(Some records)
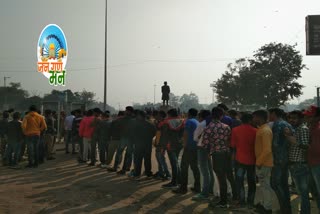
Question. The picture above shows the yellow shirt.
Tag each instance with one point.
(263, 146)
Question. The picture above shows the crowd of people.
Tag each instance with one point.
(224, 146)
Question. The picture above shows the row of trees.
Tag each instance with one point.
(267, 79)
(14, 96)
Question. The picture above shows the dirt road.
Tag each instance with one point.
(64, 186)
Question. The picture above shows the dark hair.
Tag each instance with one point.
(297, 113)
(233, 113)
(5, 115)
(89, 113)
(16, 115)
(204, 114)
(193, 112)
(130, 109)
(246, 118)
(263, 114)
(120, 113)
(47, 112)
(277, 111)
(223, 106)
(106, 114)
(217, 113)
(173, 112)
(162, 114)
(32, 108)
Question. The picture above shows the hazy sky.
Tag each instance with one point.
(185, 42)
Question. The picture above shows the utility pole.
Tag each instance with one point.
(213, 85)
(5, 88)
(154, 94)
(318, 96)
(5, 81)
(105, 60)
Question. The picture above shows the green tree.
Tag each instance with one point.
(268, 79)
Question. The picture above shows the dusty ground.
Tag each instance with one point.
(64, 186)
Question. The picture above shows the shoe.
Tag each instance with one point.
(169, 186)
(195, 190)
(200, 197)
(218, 205)
(111, 169)
(180, 191)
(121, 172)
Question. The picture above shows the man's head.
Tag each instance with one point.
(106, 115)
(140, 115)
(16, 116)
(296, 118)
(97, 112)
(246, 118)
(223, 106)
(217, 113)
(5, 115)
(129, 110)
(203, 114)
(275, 114)
(47, 112)
(233, 114)
(172, 112)
(32, 108)
(192, 113)
(260, 117)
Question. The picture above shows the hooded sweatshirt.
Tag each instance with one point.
(33, 124)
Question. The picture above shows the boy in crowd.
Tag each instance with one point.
(243, 140)
(264, 159)
(15, 138)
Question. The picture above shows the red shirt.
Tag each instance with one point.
(243, 140)
(314, 148)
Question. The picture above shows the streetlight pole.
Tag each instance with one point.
(105, 60)
(154, 94)
(318, 96)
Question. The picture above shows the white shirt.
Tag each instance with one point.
(68, 122)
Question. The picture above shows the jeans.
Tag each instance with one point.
(86, 148)
(264, 174)
(93, 150)
(13, 148)
(123, 144)
(250, 170)
(162, 164)
(173, 157)
(142, 152)
(205, 165)
(315, 177)
(33, 150)
(279, 183)
(112, 147)
(300, 174)
(42, 149)
(103, 149)
(190, 158)
(223, 169)
(68, 140)
(48, 140)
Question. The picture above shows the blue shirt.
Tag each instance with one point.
(190, 127)
(280, 145)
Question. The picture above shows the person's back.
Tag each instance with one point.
(14, 132)
(243, 140)
(33, 124)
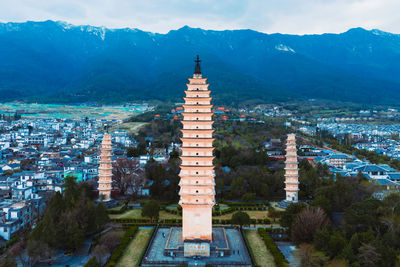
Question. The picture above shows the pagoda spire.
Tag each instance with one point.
(197, 69)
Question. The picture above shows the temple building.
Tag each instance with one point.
(105, 169)
(197, 194)
(291, 170)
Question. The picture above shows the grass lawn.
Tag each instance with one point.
(132, 253)
(254, 214)
(116, 208)
(261, 254)
(137, 214)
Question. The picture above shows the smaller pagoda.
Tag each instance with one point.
(291, 170)
(105, 169)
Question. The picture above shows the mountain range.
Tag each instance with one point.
(53, 61)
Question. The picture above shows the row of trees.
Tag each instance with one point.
(342, 223)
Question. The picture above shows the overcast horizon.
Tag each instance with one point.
(284, 16)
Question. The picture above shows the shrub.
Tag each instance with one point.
(276, 253)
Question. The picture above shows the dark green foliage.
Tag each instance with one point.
(165, 180)
(240, 218)
(92, 263)
(136, 151)
(279, 259)
(8, 261)
(362, 216)
(69, 218)
(126, 239)
(289, 215)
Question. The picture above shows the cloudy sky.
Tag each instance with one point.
(285, 16)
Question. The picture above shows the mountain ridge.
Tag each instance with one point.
(41, 61)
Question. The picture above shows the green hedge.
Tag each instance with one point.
(120, 211)
(147, 245)
(127, 237)
(276, 253)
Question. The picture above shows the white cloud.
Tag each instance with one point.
(286, 16)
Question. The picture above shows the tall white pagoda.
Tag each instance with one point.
(105, 169)
(197, 194)
(291, 170)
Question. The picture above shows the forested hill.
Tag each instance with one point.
(56, 61)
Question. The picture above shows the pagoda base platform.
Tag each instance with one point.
(226, 249)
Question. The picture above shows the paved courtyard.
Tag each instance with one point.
(155, 253)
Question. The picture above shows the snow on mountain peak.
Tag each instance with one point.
(282, 47)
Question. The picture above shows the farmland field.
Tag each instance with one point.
(74, 112)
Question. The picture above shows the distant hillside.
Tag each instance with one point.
(58, 62)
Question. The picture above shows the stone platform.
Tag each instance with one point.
(167, 249)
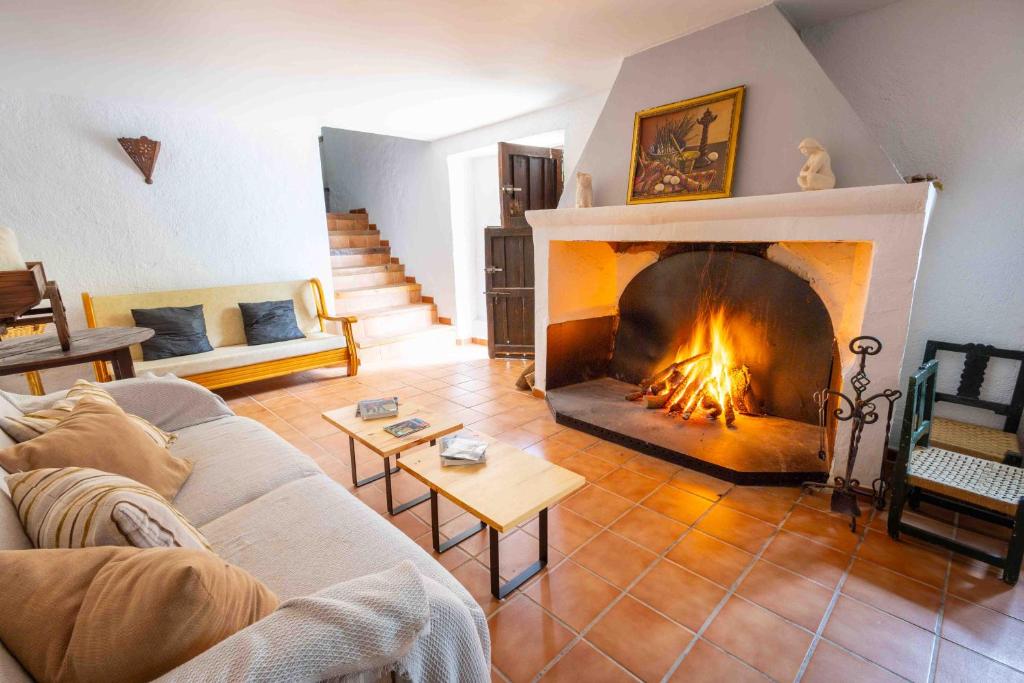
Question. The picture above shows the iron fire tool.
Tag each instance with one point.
(862, 412)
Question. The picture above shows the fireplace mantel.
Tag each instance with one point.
(859, 248)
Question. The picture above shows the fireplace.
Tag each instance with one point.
(699, 332)
(712, 361)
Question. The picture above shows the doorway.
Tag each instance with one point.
(476, 205)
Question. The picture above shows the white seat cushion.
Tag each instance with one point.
(225, 357)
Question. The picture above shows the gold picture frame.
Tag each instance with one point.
(686, 150)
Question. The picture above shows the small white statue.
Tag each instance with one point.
(585, 190)
(816, 172)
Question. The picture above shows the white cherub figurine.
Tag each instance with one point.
(816, 172)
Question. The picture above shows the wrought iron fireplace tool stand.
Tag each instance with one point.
(861, 411)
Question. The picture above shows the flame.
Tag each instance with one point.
(712, 372)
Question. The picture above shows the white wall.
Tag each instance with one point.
(486, 211)
(228, 204)
(404, 184)
(940, 84)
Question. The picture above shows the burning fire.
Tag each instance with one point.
(705, 375)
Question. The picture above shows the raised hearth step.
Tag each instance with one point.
(760, 451)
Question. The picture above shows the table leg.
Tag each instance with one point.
(351, 461)
(124, 368)
(500, 591)
(391, 509)
(435, 528)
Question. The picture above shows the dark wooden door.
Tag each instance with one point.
(509, 260)
(530, 178)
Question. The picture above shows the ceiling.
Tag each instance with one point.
(421, 69)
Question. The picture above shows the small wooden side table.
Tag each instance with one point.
(32, 353)
(509, 488)
(371, 434)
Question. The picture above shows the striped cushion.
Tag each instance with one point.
(78, 507)
(41, 421)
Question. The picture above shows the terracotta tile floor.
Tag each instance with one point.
(663, 573)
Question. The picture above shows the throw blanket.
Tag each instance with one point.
(359, 630)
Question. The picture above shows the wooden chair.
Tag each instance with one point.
(988, 442)
(970, 485)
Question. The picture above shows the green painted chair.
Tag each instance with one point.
(964, 483)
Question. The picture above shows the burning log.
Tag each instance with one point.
(686, 386)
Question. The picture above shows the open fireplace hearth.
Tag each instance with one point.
(760, 451)
(767, 292)
(713, 361)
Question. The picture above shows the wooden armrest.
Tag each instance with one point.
(351, 319)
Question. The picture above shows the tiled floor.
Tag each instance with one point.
(658, 572)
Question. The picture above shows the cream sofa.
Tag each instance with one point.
(266, 507)
(231, 360)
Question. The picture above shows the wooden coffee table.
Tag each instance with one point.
(371, 434)
(506, 491)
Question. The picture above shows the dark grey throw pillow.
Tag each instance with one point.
(267, 322)
(179, 331)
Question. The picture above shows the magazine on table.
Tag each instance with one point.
(460, 450)
(407, 427)
(375, 409)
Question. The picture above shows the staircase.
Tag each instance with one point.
(393, 315)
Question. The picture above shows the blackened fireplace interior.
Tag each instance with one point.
(778, 329)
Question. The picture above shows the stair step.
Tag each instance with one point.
(368, 275)
(346, 239)
(353, 302)
(358, 257)
(395, 321)
(347, 221)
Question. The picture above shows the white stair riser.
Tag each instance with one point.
(349, 260)
(354, 304)
(346, 241)
(357, 281)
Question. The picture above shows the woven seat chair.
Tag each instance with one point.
(965, 483)
(988, 442)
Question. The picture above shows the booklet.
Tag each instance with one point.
(375, 409)
(407, 427)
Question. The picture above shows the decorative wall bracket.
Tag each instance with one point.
(143, 152)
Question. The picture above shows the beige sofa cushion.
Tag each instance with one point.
(225, 357)
(235, 460)
(220, 307)
(121, 613)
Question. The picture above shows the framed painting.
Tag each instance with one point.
(687, 150)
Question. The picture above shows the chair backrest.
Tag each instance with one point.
(220, 307)
(918, 412)
(976, 357)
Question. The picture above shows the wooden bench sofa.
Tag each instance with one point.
(231, 361)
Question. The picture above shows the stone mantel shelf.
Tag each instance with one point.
(872, 200)
(858, 247)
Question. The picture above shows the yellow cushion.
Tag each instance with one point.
(31, 425)
(225, 357)
(78, 507)
(220, 307)
(121, 613)
(102, 437)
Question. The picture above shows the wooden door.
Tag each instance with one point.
(509, 260)
(530, 178)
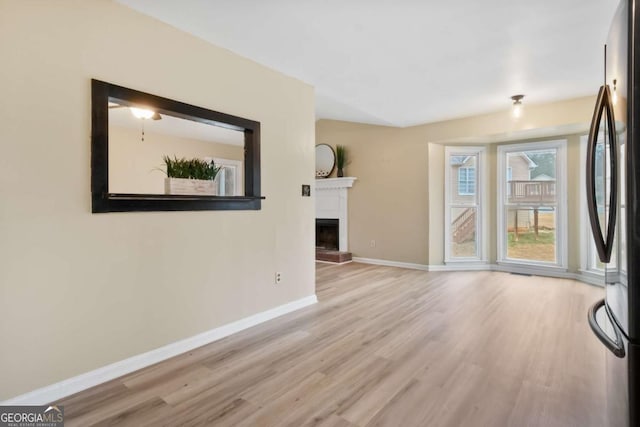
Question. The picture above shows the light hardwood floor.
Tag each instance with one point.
(384, 347)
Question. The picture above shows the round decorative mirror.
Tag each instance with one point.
(325, 160)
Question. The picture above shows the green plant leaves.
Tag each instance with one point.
(191, 168)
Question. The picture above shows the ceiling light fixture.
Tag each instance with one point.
(141, 113)
(517, 105)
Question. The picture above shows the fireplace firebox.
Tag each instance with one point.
(327, 234)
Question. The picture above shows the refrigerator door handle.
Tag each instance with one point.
(604, 244)
(617, 346)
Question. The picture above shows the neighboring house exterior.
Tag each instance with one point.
(464, 178)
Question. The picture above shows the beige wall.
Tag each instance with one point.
(136, 166)
(79, 291)
(398, 199)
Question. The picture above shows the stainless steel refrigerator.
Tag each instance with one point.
(613, 198)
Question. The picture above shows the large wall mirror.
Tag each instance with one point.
(155, 154)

▶ **Given instruction**:
Take the line containing "Question. The picture above shows the wooden bench" and every line after it up to the end of the entries, and quote them exactly. Both ends count; the pictures do not.

▶ **The response**:
Question. The picture above shows the wooden bench sofa.
Tag each instance with one point.
(231, 361)
Question. The picture above shows the stone mantel shelf.
Tag each instance with one point.
(872, 200)
(858, 247)
Question. The picture above shows the yellow cushion.
Tag each instance with one point.
(31, 425)
(225, 357)
(78, 507)
(220, 307)
(121, 613)
(102, 437)
Question. The picture above shows the wooden door.
Tag each instance with one point.
(509, 260)
(530, 178)
Question. The picture above shows the light hardwood floor.
Tag each instance with one point.
(384, 347)
Question. The picture above shows the round decorative mirror.
Tag each instance with one point.
(325, 160)
Question. The picture above shows the green plant leaves.
Tag each instance with one point.
(191, 168)
Question. The picture above shows the ceiling light fixture.
Tag each instance with one point.
(141, 113)
(517, 105)
Question. The picture above shows the fireplace firebox.
Tag each instance with one point.
(327, 234)
Question. The picture above shows the refrigerator door handle.
Tag each instance with one point.
(604, 244)
(617, 346)
Question. The picture above shows the neighboring house exterior.
Tag each instance with one point.
(464, 178)
Question. The picture above shows the beige wall.
Tag each instance with one point.
(136, 166)
(79, 291)
(398, 199)
Question. The picture above shows the stainless steel refrigerator.
Tag each instance with one point.
(613, 198)
Question. The picture above shows the large wall mirror.
Tag each instance with one point.
(155, 154)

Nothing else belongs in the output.